**Texte cité:**

= = = =

La forêt, qui couvre près d’un tiers du territoire de la France métropolitaine, souffre : des arbres meurent, victimes du réchauffement climatique ou d’attaques de ravageurs (insectes, champignons). Cependant, elle aide à réduire la concentration de CO2 dans l’atmosphère grâce au stockage et à la séquestration du carbone, d’une part, à la substitution des énergies fossiles par l’utilisation du bois pour le chauffage ou la construction, d’autre part. L’ONF, en collaboration avec des partenaires comme l’INRAE, a testé plusieurs solutions pour des forêts plus résilientes.
Les forêts souffrent du changement climatique
L’augmentation de la température à la surface de la terre modifie la répartition des pluies et des vents ce qui entraîne des évènements climatiques extrêmes plus fréquents. Les écosystèmes sont alors menacés et la forêt n’y échappe pas. Températures élevées et manque de pluie assèchent les sols. Les arbres ainsi privés d’eau, souffrent. On parle de stress hydrique et certaines essences voient leur feuillage sécher et tomber plus tôt dans la saison. Les forêts se trouvent alors plus exposées au risque d’incendie et aux attaques de parasites. Certains parasites prolifèrent, et en s’attaquant au tronc, aux feuilles et aux racines, ils peuvent conduire à la mort d’arbres déjà affaiblis par le réchauffement climatique.

= = = =

**Données enregistrées:**
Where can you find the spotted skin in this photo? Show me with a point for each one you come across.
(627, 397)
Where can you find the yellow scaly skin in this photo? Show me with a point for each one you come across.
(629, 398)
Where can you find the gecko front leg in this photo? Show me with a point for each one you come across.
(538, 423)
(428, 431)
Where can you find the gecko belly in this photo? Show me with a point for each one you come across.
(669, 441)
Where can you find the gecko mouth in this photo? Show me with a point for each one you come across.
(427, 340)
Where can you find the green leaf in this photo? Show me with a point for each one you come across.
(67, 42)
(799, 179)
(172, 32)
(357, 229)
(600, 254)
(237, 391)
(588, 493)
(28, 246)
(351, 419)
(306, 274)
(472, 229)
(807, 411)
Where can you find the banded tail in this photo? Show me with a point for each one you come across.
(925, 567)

= = = =

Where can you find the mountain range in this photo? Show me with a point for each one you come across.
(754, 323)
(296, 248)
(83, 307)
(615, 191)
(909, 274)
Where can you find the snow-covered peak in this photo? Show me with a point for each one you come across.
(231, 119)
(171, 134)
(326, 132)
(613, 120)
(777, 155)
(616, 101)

= = = =

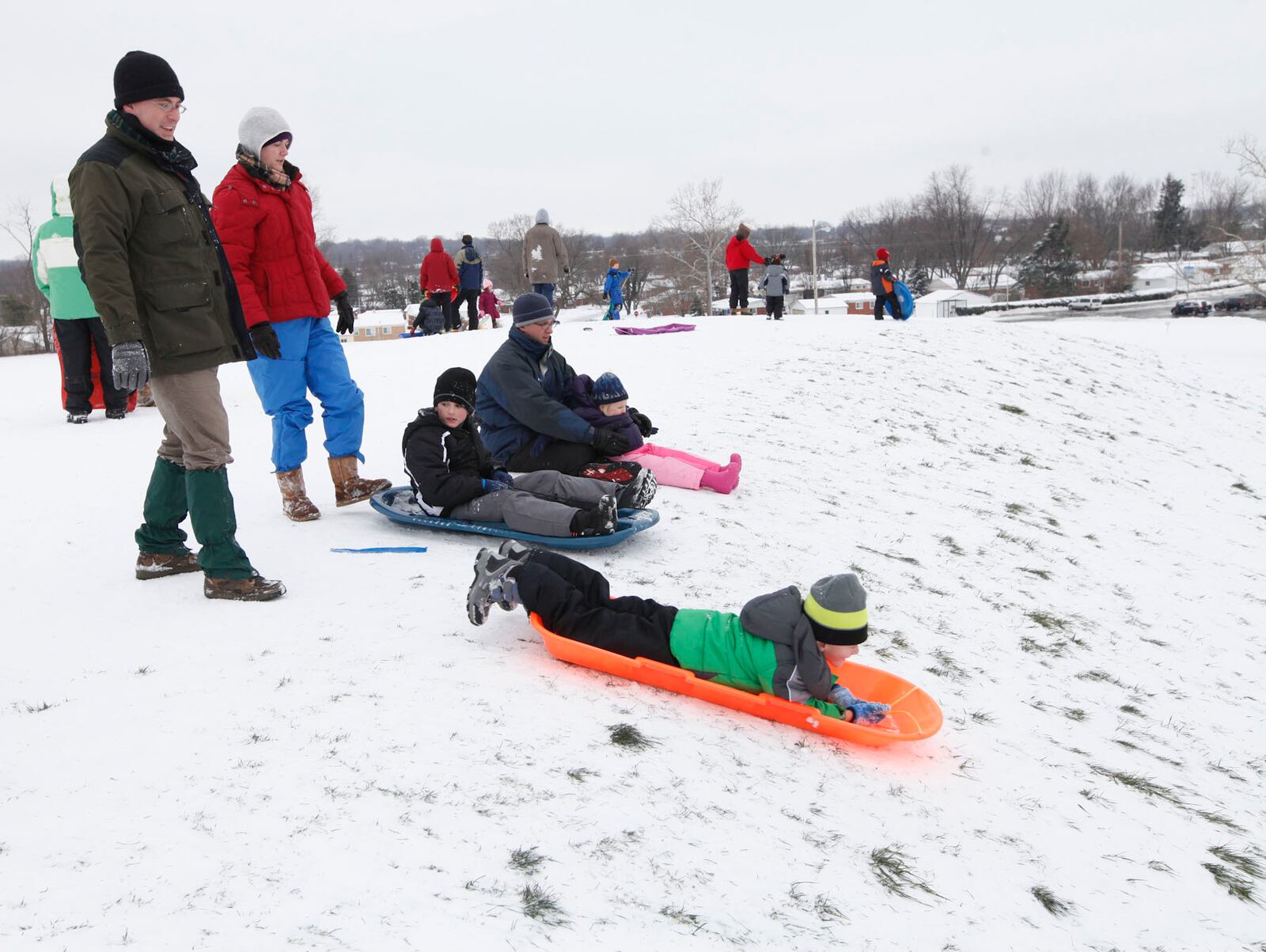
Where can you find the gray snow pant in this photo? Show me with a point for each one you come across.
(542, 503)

= = = =

**Défi 1:** D'après le texte sur la forêt, quelle part du territoire de la France métropolitaine la forêt couvre-t-elle ?
**Défi 2:** Résumez en deux phrases le texte sur la forêt et le changement climatique.
**Défi 3:** Poursuivez le texte sur la forêt et le changement climatique à partir de sa dernière phrase.
Les enregistrements ne servent à rien ici.

**Résultat obtenu 1:** Près d'un tiers.

**Résultat obtenu 2:** La forêt, qui couvre près d'un tiers de la France métropolitaine, souffre du réchauffement climatique et des ravageurs, tout en aidant à réduire le CO2 atmosphérique par le stockage du carbone et par l'usage du bois à la place des énergies fossiles. La chaleur et le manque de pluie assèchent les sols et privent les arbres d'eau, ce qui les expose davantage aux incendies et aux parasites, capables de tuer des arbres déjà affaiblis.

**Résultat obtenu 3:**
Le manque d’eau, un risque réel pour les arbres.
Quand le besoin en eau de l’arbre est trop élevé par rapport à l’eau disponible dans le sol et que les stomates des feuilles (sortes de «pores» qui permettent les échanges gazeux) ne sont pas totalement fermés, des bulles d’air se forment dans les vaisseaux de l’arbre et empêchent la conduction de l’eau, créant une embolie que l’on appelle cavitation et qui conduit au dépérissement de l’arbre et à terme à sa mort.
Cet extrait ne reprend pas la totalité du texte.